### What you will do
**1.** Set down, word for word, everything in the report on Trump's Newton visit from "One man in the" down to "to meet Trump.".
**2.** Carry the report on Trump's Newton visit further, picking up after its final sentence.

### Document
After Trump spoke in Newton, he signed hats and other items people in the crowd passed to him, including a copy of a Playboy magazine that featured him on the cover.
One man in the crowd, Dick Green, was standing about 15 feet away, weeping after the former president autographed his white “Trump Country" hat and shook his hand.
“It’ll never get sold. It will be in my family,” Green said of the hat.
A caucus captain and a pastor in Brighton, Iowa, Green said he had prayed for four years to meet Trump.
“I’ll never forget it," he said. “It’s just the beginning of his next presidency.”
Trump spent much of the day assailing Biden, casting him as incompetent and the real threat to democracy. But he also attacked fellow Republicans, including the late Sen. John McCain of Arizona, whose “no” vote derailed GOP efforts to repeal former President Barack Obama's signature healthcare law.

### Information provided
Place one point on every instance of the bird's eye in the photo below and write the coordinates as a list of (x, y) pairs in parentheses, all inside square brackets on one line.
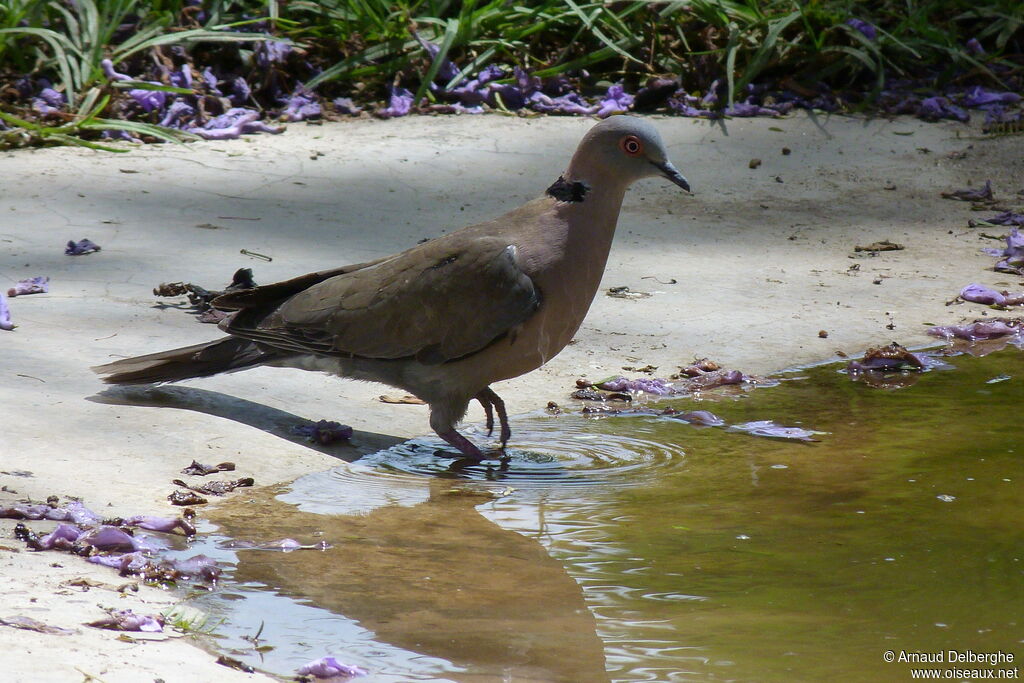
[(632, 145)]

### In response
**1.**
One man in the crowd, Dick Green, was standing about 15 feet away, weeping after the former president autographed his white “Trump Country" hat and shook his hand.
“It’ll never get sold. It will be in my family,” Green said of the hat.
A caucus captain and a pastor in Brighton, Iowa, Green said he had prayed for four years to meet Trump.

**2.**
“John McCain, for some reason, couldn’t get his arm up that day,” said Trump of McCain, who was shot down over Vietnam in 1967 and spent 5½ years as a prisoner of war. The injuries he suffered left him unable to lift his arms over his head for the rest of his life. His daughter, Meghan McCain, responded on X, the site formerly known as Twitter, calling Trump an expletive and her father an “American hero.”
Earlier Saturday, Trump courted young conservative activists in Des Moines, speaking to members of Run GenZ, an organization that encourages young conservatives to run for office.
Trump's campaign is hoping to turn out thousands of supporters who have never caucused before as part of a show of force aimed at denying his rivals momentum and demonstrating his organizing prowess heading into the general election.
His chief rivals, former United Nations Ambassador Nikki Haley and Florida Gov. Ron DeSantis, were also campaigning in the state as they battle for second place in hopes of emerging as the most viable alternative to Trump, who is leading by wide margins in early state and national polls.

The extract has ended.